(Outline labeling entries)
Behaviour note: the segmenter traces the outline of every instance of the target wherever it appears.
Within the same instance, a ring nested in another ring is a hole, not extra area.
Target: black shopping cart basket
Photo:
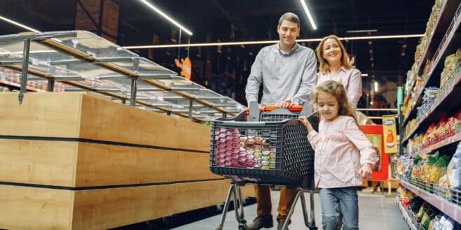
[[[305,115],[317,129],[317,113],[310,114],[309,106],[283,109],[270,106],[259,109],[256,103],[250,103],[249,112],[212,122],[210,170],[232,179],[216,230],[223,227],[231,196],[238,229],[247,229],[240,192],[240,186],[245,184],[297,188],[287,217],[289,219],[301,199],[305,225],[311,230],[317,229],[313,210],[314,150],[308,141],[307,129],[298,121],[300,115]],[[305,208],[305,192],[310,192],[310,218]]]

• [TO DO]:
Reproduce every line of the entries above word for word, omitting the pictures.

• [TASK RESULT]:
Behaviour note: the segmenter traces the outline of every instance of the target wherever it appears.
Within the same instance, a ring nested in another ring is a hole, not extra area.
Target: black shopping cart basket
Photo:
[[[305,115],[317,129],[317,113],[310,114],[309,106],[283,109],[270,106],[259,109],[256,103],[250,103],[249,112],[212,122],[210,170],[232,179],[216,230],[223,227],[231,196],[238,229],[247,229],[240,192],[240,186],[245,184],[297,188],[287,217],[289,219],[301,199],[305,225],[311,230],[317,229],[313,210],[314,150],[308,141],[307,129],[298,121],[300,115]],[[305,208],[305,192],[310,192],[310,218]]]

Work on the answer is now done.